The Cost of Cutting Corners

Have you had groceries delivered to your home lately? If you have, have you also come to the conclusion that home delivery – especially to the house-bound – has become a dumping ground for expired, near-expired and damaged goods?

When free grocery delivery suddenly swept the supermarket industry not long ago, I immediately imagined a CEO rolling his eyes when first advised that they now had to offer this. Nightmare…in an industry already operating on razor-thin margins.

What happened next is pure conjecture, but the evidence is widespread and compelling. Either in the highest company suites or down at store level, an upside to delivery became obvious: pass on past-prime product to delivery customers on the bet that recipients will accept what’s delivered with minimal protest. Grocery-worker substitutions – when specific requests weren’t in stock – provided a further way to keep the final tab up.

And this passing on of defective goods has not been confined to food.

Internet search this phenomenon and you’ll notice that Amazon is having the same problem with a large percentage of its third-party vendors. How would you ever police such practices among your thousands of sellers if you’re Jeff Bezos?

By hiring an army of checkers using a combination of artificial intelligence and manual processes to monitor over 20 million pieces of customer feedback received weekly, using the threat of vendor de-listing to ensure compliance. Grocery companies, vulnerable to being sued, have, until the proliferation of home delivery, been fairly good about keeping product fresh.

#####

• GIVEN REQUEST 1
Decide whether each statement agrees with the piece on grocery delivery. Answer yes or no for each and quote the words of the piece that settle it.
(a) The author presents the account of what followed free delivery as established fact.
(b) The passing on of defective goods has been limited to food.
(c) Grocery companies kept product fairly fresh before home delivery spread.
• GIVEN REQUEST 2
According to the piece on grocery delivery, what threat would be used to ensure compliance among sellers?
• GIVEN REQUEST 3
Retype the piece on grocery delivery from "Internet search this" up to and including "you’re Jeff Bezos?".

• INFORMATION SHOWN
#####

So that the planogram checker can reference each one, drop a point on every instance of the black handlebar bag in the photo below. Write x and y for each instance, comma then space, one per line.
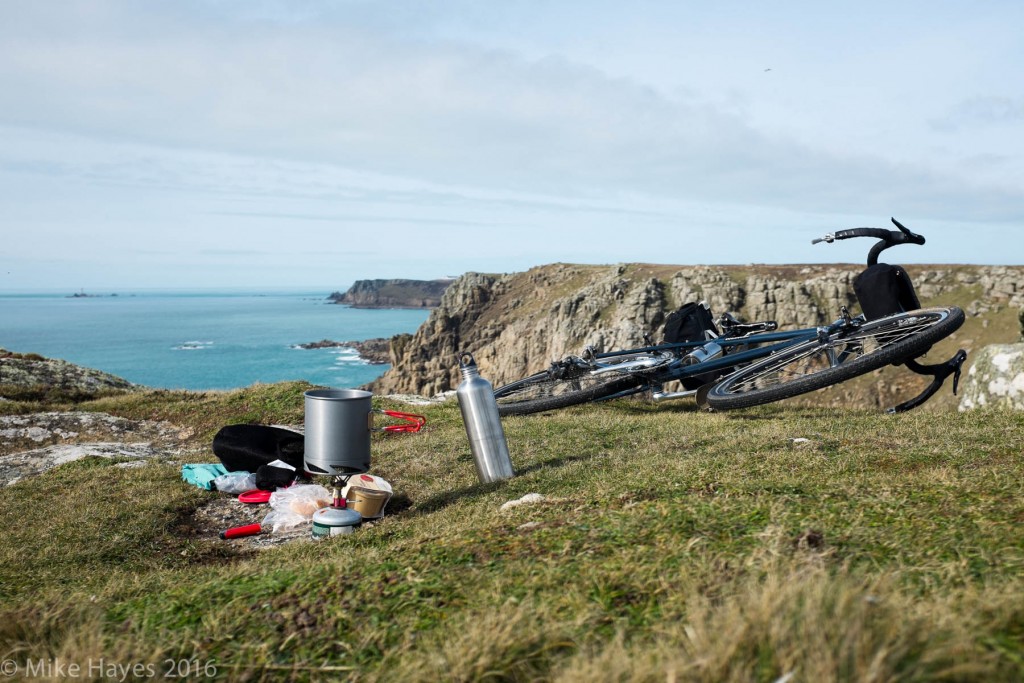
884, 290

#####

• OUTPUT 1
(a) No: "What happened next is pure conjecture"
(b) No: "this passing on of defective goods has not been confined to food."
(c) Yes: "have, until the proliferation of home delivery, been fairly good about keeping product fresh."

• OUTPUT 2
The threat of vendor de-listing.

• OUTPUT 3
Internet search this phenomenon and you’ll notice that Amazon is having the same problem with a large percentage of its third-party vendors. How would you ever police such practices among your thousands of sellers if you’re Jeff Bezos?